-- Start --

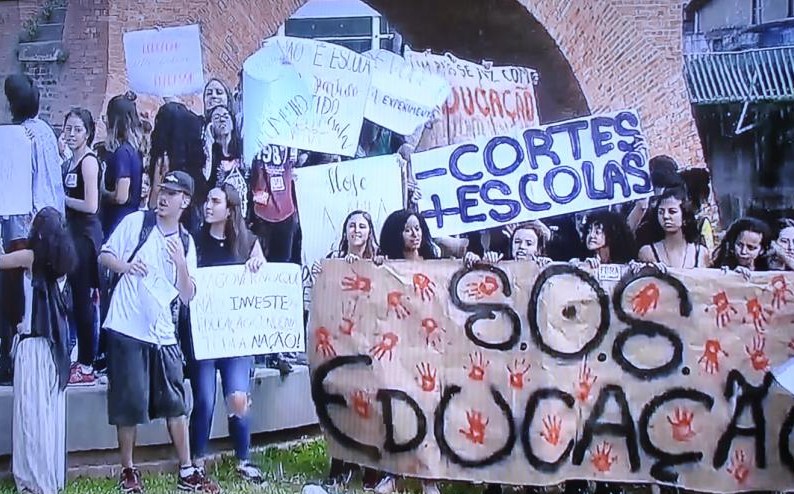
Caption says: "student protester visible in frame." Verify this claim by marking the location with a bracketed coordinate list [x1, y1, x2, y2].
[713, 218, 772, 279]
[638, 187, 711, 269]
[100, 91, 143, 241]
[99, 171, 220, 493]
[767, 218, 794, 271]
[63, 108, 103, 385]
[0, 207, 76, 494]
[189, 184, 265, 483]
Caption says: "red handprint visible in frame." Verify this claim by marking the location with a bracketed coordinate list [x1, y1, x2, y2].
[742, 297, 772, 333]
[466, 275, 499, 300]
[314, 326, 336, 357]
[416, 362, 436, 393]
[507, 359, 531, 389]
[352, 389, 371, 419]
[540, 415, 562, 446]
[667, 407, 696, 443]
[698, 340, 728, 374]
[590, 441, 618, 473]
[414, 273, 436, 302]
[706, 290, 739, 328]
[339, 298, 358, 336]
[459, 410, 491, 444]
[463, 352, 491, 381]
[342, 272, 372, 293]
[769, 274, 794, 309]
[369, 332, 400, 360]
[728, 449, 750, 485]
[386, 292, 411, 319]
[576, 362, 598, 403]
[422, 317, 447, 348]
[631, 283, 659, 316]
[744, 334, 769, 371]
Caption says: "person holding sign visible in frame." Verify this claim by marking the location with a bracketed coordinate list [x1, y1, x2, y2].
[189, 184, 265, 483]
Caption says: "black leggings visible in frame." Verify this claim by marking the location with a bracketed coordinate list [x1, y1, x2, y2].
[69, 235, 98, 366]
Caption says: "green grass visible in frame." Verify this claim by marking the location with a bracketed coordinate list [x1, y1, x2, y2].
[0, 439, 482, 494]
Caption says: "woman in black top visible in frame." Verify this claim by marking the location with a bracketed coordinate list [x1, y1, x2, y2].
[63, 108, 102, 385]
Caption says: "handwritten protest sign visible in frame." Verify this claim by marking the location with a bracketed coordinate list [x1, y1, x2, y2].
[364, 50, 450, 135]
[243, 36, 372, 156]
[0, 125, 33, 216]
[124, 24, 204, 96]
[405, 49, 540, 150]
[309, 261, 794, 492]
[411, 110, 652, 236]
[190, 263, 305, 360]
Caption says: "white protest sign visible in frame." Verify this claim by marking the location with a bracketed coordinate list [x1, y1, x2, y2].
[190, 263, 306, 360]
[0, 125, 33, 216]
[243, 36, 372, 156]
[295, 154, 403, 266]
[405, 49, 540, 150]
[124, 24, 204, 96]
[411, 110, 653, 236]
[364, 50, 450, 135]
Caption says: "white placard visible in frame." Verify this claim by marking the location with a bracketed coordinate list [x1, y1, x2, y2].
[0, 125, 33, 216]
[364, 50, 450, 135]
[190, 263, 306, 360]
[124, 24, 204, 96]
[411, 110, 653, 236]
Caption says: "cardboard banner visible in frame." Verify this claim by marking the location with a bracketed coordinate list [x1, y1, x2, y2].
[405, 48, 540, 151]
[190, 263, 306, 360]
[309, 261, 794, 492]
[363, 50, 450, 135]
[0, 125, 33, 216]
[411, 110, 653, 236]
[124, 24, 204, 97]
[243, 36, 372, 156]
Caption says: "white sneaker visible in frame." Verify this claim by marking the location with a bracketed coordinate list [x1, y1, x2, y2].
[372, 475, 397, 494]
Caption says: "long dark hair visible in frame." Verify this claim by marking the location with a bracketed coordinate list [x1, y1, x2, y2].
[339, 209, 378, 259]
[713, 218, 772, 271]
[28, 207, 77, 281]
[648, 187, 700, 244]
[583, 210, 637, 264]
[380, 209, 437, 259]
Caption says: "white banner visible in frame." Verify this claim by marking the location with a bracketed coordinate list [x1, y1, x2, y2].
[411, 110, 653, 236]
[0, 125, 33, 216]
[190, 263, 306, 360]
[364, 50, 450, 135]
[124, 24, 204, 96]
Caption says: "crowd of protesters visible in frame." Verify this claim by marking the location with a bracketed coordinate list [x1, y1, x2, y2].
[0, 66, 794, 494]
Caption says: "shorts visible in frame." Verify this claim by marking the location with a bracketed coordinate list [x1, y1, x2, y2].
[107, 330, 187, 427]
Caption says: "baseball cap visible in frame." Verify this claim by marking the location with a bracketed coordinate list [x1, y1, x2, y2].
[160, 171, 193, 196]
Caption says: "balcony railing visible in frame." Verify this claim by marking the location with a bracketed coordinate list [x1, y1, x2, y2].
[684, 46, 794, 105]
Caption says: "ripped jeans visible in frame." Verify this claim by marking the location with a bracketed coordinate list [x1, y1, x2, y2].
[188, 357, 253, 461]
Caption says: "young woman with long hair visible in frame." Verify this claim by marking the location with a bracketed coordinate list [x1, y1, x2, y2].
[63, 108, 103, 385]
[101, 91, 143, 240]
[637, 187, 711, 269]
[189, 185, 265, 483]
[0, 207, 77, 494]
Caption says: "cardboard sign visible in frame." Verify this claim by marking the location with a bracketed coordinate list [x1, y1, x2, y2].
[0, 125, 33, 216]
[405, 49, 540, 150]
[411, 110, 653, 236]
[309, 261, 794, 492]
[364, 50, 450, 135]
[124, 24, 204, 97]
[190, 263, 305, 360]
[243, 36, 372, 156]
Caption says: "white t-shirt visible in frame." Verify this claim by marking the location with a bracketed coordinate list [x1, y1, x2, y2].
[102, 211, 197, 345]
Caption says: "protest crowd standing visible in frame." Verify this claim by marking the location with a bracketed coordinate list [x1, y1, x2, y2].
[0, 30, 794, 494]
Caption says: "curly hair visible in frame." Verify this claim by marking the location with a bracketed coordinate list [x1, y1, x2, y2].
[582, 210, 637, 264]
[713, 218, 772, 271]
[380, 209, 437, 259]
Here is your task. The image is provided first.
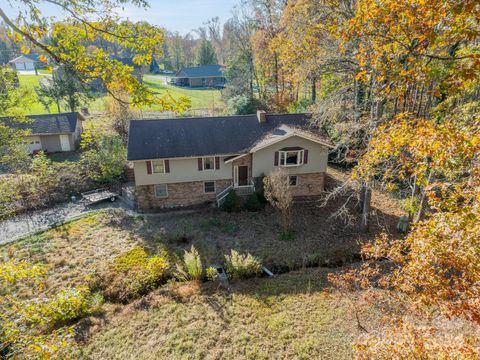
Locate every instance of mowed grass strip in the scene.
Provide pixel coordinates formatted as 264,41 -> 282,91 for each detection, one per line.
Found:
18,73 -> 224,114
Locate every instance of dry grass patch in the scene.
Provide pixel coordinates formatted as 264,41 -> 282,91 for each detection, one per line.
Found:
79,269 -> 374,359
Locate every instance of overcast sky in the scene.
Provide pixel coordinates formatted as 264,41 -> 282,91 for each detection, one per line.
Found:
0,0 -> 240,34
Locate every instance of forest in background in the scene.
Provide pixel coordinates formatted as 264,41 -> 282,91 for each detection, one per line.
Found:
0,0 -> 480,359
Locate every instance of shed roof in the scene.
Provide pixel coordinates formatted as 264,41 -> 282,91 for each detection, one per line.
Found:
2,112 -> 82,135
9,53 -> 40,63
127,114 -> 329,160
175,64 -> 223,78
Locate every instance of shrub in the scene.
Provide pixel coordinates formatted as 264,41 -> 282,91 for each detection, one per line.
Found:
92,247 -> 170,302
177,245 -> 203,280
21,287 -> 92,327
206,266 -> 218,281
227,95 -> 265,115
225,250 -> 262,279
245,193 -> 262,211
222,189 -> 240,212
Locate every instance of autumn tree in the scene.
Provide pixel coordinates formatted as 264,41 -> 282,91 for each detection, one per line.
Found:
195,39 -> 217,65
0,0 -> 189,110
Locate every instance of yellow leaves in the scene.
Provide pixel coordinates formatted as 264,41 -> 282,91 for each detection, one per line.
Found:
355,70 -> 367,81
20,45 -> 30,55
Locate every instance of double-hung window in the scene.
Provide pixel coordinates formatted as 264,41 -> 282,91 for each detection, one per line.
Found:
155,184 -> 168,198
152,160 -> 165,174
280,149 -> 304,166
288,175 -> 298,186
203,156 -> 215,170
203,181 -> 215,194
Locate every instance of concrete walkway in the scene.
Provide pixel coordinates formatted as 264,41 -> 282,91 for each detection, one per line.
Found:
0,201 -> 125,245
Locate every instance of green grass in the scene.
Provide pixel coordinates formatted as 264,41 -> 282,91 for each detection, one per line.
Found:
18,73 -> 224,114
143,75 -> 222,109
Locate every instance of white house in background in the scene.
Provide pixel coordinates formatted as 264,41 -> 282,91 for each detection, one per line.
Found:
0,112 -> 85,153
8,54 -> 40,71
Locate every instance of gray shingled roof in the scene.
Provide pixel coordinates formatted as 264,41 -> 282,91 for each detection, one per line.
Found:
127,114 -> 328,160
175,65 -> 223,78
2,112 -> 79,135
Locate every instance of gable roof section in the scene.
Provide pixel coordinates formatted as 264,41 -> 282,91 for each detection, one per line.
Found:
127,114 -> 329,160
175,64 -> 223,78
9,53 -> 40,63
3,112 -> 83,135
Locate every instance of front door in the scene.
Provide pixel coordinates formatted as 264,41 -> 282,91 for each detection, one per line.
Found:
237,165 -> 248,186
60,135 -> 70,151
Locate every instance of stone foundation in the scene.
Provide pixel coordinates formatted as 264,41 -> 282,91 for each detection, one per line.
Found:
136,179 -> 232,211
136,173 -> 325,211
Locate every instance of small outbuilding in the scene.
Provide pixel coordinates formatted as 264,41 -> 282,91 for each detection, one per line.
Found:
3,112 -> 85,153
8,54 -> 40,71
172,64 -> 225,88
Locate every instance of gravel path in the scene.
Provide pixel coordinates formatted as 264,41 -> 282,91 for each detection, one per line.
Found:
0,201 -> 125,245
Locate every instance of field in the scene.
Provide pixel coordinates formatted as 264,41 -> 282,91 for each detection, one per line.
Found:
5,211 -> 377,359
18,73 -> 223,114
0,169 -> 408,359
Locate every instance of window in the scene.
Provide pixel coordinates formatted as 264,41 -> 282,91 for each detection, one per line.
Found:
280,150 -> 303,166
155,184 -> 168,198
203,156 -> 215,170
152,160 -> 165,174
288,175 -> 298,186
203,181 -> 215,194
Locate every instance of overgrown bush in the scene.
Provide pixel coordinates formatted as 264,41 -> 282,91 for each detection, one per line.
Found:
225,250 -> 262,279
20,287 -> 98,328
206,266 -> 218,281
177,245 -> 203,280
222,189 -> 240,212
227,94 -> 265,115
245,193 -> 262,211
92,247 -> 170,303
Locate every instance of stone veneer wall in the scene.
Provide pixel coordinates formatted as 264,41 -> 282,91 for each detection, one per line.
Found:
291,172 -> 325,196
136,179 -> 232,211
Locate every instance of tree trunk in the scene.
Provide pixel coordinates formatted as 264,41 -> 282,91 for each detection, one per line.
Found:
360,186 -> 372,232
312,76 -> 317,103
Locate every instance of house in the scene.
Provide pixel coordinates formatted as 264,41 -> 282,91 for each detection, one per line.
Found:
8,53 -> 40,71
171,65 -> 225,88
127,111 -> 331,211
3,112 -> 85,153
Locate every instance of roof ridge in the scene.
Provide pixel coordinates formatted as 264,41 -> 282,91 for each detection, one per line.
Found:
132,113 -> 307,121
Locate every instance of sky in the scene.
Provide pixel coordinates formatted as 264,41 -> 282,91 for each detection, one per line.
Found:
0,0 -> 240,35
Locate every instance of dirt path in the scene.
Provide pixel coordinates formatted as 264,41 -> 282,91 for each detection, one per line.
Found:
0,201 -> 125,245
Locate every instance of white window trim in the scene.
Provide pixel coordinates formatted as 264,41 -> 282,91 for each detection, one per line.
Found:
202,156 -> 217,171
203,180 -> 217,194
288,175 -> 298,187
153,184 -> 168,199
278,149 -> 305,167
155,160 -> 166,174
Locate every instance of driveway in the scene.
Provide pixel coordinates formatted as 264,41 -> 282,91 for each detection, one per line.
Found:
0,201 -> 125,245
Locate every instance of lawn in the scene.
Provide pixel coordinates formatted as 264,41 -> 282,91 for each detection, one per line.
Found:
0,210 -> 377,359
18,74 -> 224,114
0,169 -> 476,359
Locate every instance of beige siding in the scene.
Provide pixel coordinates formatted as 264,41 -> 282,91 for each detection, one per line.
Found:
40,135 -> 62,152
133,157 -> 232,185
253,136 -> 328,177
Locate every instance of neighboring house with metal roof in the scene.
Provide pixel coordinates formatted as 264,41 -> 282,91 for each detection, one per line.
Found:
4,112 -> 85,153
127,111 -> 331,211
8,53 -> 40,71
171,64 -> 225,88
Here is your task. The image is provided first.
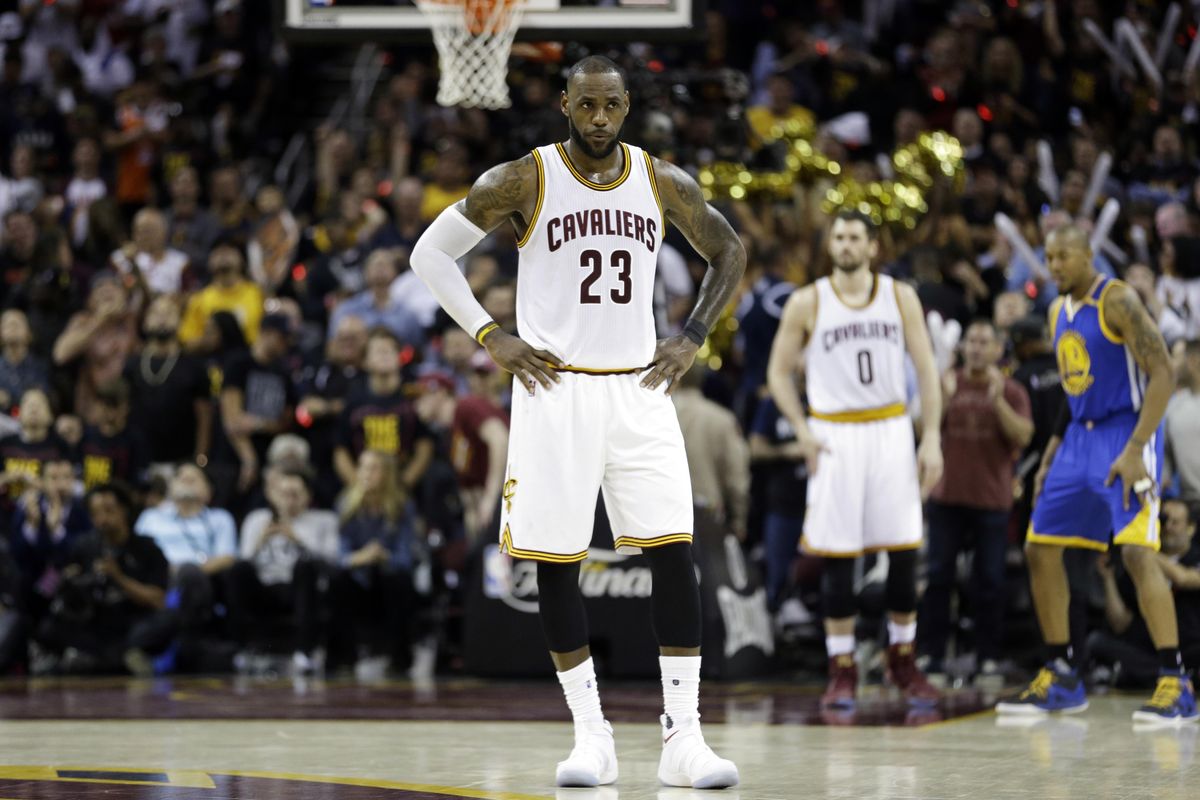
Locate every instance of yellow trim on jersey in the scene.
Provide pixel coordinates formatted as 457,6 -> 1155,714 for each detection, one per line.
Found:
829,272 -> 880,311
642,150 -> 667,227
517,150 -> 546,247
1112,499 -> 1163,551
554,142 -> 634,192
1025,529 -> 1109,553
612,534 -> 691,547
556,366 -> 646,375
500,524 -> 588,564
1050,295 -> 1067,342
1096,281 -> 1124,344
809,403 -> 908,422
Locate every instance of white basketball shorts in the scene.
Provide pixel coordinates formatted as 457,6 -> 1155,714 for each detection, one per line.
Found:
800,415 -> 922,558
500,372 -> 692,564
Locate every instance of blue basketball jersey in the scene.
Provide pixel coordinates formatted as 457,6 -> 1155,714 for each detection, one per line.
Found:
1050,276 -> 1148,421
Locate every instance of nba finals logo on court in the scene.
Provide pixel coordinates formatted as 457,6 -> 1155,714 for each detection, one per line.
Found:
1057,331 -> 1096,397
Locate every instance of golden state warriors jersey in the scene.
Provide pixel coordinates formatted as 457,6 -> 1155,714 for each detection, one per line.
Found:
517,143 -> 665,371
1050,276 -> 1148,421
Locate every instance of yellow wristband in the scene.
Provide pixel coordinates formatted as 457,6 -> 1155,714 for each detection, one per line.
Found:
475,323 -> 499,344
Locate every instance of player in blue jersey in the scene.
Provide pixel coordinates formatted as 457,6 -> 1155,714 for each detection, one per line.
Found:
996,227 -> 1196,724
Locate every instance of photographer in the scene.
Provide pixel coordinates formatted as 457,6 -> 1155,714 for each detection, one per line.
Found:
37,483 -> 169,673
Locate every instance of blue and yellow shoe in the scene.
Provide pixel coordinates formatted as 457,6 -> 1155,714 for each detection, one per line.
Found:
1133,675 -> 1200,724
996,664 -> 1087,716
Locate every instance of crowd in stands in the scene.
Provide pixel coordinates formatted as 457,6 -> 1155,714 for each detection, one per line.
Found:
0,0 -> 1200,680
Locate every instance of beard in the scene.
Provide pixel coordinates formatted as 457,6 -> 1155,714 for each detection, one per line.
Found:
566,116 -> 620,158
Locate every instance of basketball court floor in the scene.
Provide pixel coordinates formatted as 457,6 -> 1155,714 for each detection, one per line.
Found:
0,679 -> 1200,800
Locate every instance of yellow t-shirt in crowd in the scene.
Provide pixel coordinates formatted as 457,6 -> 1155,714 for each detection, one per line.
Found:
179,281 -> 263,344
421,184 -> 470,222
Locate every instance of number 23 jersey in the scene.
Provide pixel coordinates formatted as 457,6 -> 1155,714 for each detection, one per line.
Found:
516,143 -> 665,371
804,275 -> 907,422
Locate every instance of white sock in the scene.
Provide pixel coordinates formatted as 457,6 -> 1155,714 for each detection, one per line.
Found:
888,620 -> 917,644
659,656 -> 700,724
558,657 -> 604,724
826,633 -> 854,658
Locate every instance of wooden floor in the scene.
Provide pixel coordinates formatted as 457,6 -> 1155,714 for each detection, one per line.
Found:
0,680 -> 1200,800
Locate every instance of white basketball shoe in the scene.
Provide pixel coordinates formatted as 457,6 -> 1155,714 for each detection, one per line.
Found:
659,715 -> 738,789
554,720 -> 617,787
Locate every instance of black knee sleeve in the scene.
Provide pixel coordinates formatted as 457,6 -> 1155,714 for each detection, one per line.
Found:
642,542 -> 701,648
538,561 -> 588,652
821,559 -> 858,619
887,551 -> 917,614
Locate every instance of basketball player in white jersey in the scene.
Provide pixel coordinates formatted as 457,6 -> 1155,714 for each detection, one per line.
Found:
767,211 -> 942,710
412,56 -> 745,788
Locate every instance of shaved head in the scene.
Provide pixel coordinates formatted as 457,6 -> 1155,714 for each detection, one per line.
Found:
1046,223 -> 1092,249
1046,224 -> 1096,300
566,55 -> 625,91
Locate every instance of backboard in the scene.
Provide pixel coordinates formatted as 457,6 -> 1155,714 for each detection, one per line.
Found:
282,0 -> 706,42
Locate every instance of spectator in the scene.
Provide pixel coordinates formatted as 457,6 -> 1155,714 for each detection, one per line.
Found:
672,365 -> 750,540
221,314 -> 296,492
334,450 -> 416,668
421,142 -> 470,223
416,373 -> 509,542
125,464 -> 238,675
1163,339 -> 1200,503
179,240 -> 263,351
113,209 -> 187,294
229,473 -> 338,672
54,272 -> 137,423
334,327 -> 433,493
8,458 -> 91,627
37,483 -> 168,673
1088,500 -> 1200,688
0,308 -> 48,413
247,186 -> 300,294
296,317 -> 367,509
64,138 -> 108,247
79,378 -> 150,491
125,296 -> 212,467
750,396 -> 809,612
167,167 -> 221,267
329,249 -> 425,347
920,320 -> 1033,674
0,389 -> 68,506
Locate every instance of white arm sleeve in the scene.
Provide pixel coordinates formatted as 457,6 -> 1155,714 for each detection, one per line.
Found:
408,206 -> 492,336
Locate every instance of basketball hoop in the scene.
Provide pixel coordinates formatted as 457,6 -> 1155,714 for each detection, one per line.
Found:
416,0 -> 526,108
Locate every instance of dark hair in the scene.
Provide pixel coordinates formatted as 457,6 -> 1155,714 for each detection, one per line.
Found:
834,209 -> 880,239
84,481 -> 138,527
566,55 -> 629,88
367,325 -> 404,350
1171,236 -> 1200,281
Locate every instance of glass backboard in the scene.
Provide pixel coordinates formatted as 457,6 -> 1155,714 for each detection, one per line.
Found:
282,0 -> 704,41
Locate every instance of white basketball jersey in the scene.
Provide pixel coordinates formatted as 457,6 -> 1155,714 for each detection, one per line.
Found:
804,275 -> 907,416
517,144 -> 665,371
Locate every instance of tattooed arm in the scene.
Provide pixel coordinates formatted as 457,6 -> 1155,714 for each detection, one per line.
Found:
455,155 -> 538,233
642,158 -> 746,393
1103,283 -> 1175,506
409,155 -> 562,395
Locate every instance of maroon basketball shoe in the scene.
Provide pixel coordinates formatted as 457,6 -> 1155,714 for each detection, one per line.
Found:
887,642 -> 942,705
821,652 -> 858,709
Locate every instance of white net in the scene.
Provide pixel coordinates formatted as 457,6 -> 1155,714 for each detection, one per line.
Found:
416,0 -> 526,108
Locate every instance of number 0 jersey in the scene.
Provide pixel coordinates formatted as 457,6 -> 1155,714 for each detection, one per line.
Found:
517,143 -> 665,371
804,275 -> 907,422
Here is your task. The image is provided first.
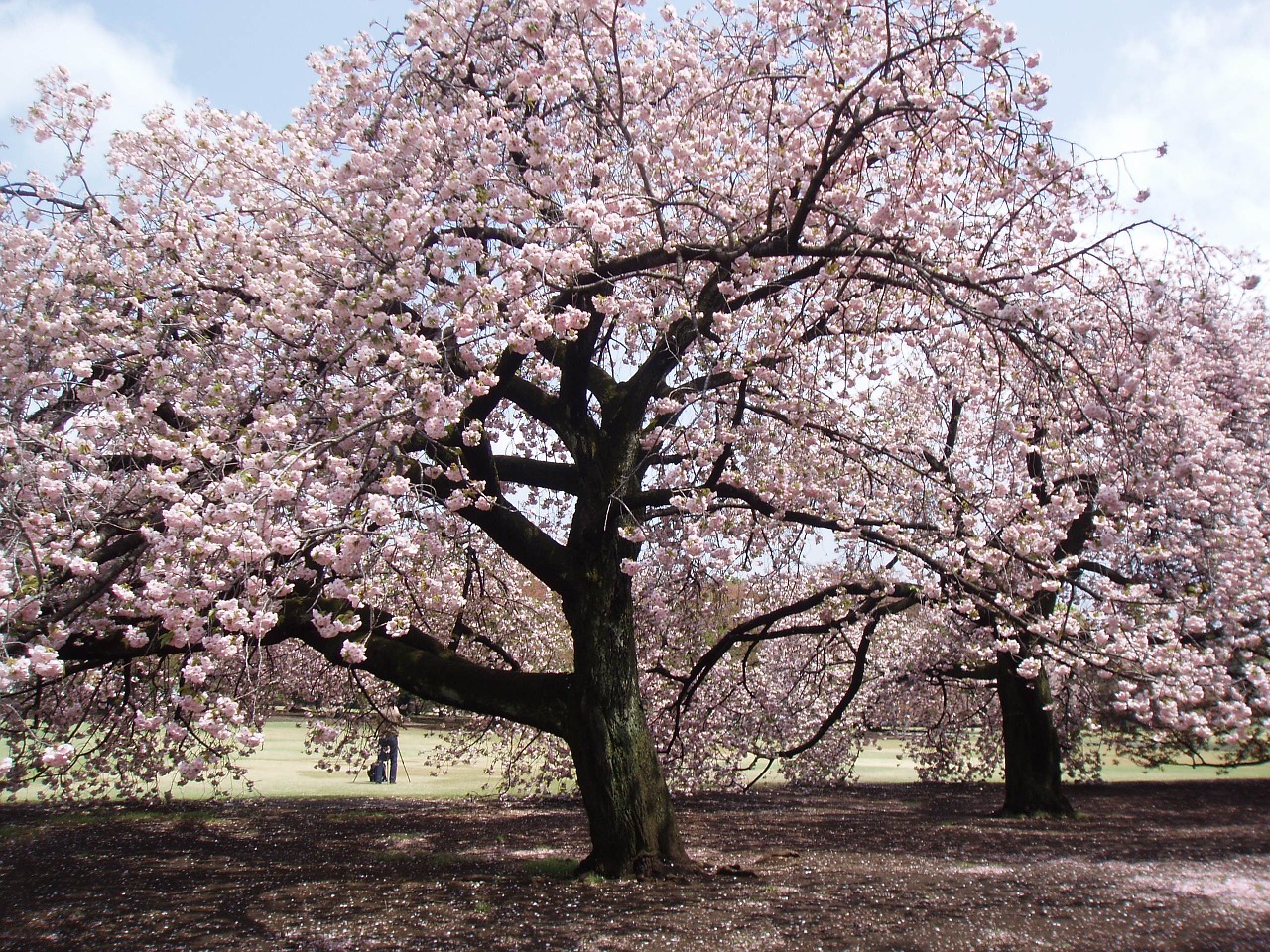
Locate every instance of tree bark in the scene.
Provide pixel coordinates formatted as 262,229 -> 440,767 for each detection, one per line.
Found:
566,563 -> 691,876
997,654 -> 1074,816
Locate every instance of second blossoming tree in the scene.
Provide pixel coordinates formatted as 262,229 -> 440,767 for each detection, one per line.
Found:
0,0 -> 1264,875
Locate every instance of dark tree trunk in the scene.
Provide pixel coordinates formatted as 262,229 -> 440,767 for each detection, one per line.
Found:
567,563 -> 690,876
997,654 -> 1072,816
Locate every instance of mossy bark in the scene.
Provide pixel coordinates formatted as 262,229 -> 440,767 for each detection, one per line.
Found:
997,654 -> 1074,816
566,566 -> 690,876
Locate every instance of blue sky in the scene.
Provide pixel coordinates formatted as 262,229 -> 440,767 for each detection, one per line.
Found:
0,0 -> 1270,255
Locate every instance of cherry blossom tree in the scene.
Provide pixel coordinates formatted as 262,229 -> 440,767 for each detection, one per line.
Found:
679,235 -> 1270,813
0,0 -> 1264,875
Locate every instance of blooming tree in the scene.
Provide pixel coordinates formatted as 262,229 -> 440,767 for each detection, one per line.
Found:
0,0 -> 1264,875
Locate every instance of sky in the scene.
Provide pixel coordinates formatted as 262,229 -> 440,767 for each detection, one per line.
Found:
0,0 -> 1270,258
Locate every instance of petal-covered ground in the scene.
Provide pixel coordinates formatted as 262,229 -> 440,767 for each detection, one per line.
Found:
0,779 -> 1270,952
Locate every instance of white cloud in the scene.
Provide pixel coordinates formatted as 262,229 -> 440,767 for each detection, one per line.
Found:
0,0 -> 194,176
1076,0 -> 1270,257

-- End --

Shift the part of the listing that starts with the line containing "Locate every instance of green" and goes through the line containing "3,112 -> 83,135". Write out all of those lines again, requests included, adding 68 to every coordinate in the answers but leaving the requests and their format samples unchanged.

| ANSWER TO THIS TASK |
Locate every instance of green grass in the scene.
Provide pixel coordinates formatted as 264,41 -> 282,91 for each detection, one per line.
Found:
86,141 -> 292,182
211,143 -> 290,177
Locate every instance of white house in background in the scene.
Provide pixel coordinates formatted as 264,41 -> 282,91 for each detection, one per line.
Found:
68,180 -> 153,221
76,122 -> 108,139
Locate every instance of gray shingled roof in the scene.
Provide pixel coordinates formatted as 264,41 -> 282,91 for each detection, one per line.
Found:
195,182 -> 396,228
243,133 -> 291,146
70,180 -> 147,203
Locate every instance of gable roof section in the scene.
Provide pixel coordinates formatted as 264,41 -> 282,91 for each detection, one per line.
Found:
195,182 -> 397,228
243,132 -> 291,146
77,121 -> 108,131
71,180 -> 151,203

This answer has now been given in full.